■ Reading passage ■
══════

Learning from plants
Faremo foresta (“We’ll make a forest”) is a hymn to life. Released this year and awaiting to become a film and a book for children, Ilaria Bernardini’s novel narrates being dead, then coming back to life through a metaphorical parallel between botany and the inner space of feelings
The novel Faremo foresta discusses Anna and Maria. Anna is at the end of her marriage and everything for her seems like a total disaster. Maria is a girl she knows and who, at 29 years old, has a brain aneurism right in front of her. Both begin a hard summer as they rebuild their lives, and together they create a sort of urban forest which is their comeback to life, their understanding of how to be happy and how to survive the desert.
“This is a true story, as far as I remember it,” she states at the beginning of the book, but the book immediately becomes relatable to everyone, where it’s easy to identify.
The book starts with me, to then totally lose myself. Through writing I always try to start with myself and then elaborate on a topic I’m interested in. In this case, the theme is how long a love lasts, how long a relationship lasts, how long we can survive without being looked at, taken care of. From the small story of Anna and her son Nico we move to the bigger picture, we enter the homes of others and, in new projects, in other cities. We look at the entire world.
Your book opens in a desert: the end of a relationship and the barren terrace of a new home. The parallel between the world of plants and that of feelings recurs throughout the book and allows the readers to intuit that we can learn from nature.

══════

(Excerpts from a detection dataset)
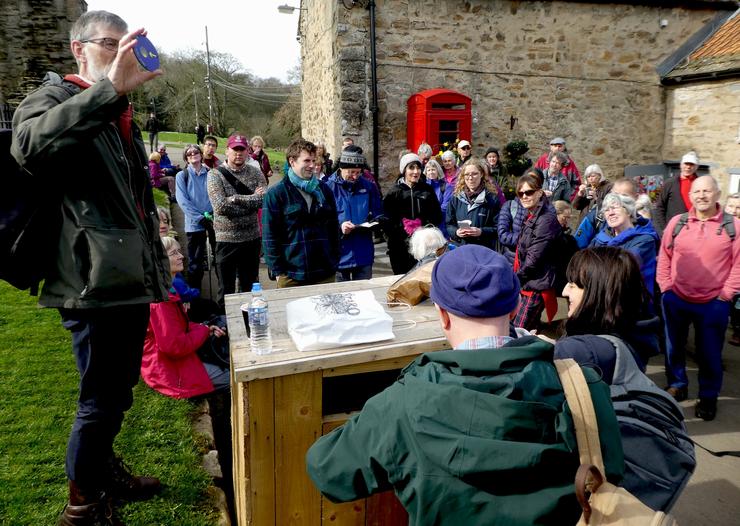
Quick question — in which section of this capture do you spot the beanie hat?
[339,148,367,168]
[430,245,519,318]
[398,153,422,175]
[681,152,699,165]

══════

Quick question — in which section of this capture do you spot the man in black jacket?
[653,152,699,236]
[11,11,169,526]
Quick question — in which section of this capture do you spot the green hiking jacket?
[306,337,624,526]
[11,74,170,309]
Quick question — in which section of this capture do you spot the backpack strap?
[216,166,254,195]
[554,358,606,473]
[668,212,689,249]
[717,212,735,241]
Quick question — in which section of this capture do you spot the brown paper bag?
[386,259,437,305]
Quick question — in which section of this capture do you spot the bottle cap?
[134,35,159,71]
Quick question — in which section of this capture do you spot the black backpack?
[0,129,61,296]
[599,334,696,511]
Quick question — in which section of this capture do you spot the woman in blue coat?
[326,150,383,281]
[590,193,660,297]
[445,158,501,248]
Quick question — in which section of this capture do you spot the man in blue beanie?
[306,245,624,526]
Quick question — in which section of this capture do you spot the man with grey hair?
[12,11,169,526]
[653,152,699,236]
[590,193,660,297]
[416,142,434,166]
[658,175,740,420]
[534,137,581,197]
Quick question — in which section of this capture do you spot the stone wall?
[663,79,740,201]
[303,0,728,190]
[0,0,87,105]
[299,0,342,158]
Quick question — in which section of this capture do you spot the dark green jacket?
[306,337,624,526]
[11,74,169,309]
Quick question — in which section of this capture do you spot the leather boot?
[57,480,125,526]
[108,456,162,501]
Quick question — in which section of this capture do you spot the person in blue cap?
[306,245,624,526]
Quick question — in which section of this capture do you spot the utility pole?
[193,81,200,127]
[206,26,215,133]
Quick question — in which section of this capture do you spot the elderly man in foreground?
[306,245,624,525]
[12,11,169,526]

══════

■ Task brief ■
Reproduce the passage on Faremo foresta starting at "The book starts" and ending at "the entire world.", swapping "survive" for "endure". The records are separate material, unconnected to the passage on Faremo foresta.

■ Response to the task ■
The book starts with me, to then totally lose myself. Through writing I always try to start with myself and then elaborate on a topic I’m interested in. In this case, the theme is how long a love lasts, how long a relationship lasts, how long we can endure without being looked at, taken care of. From the small story of Anna and her son Nico we move to the bigger picture, we enter the homes of others and, in new projects, in other cities. We look at the entire world.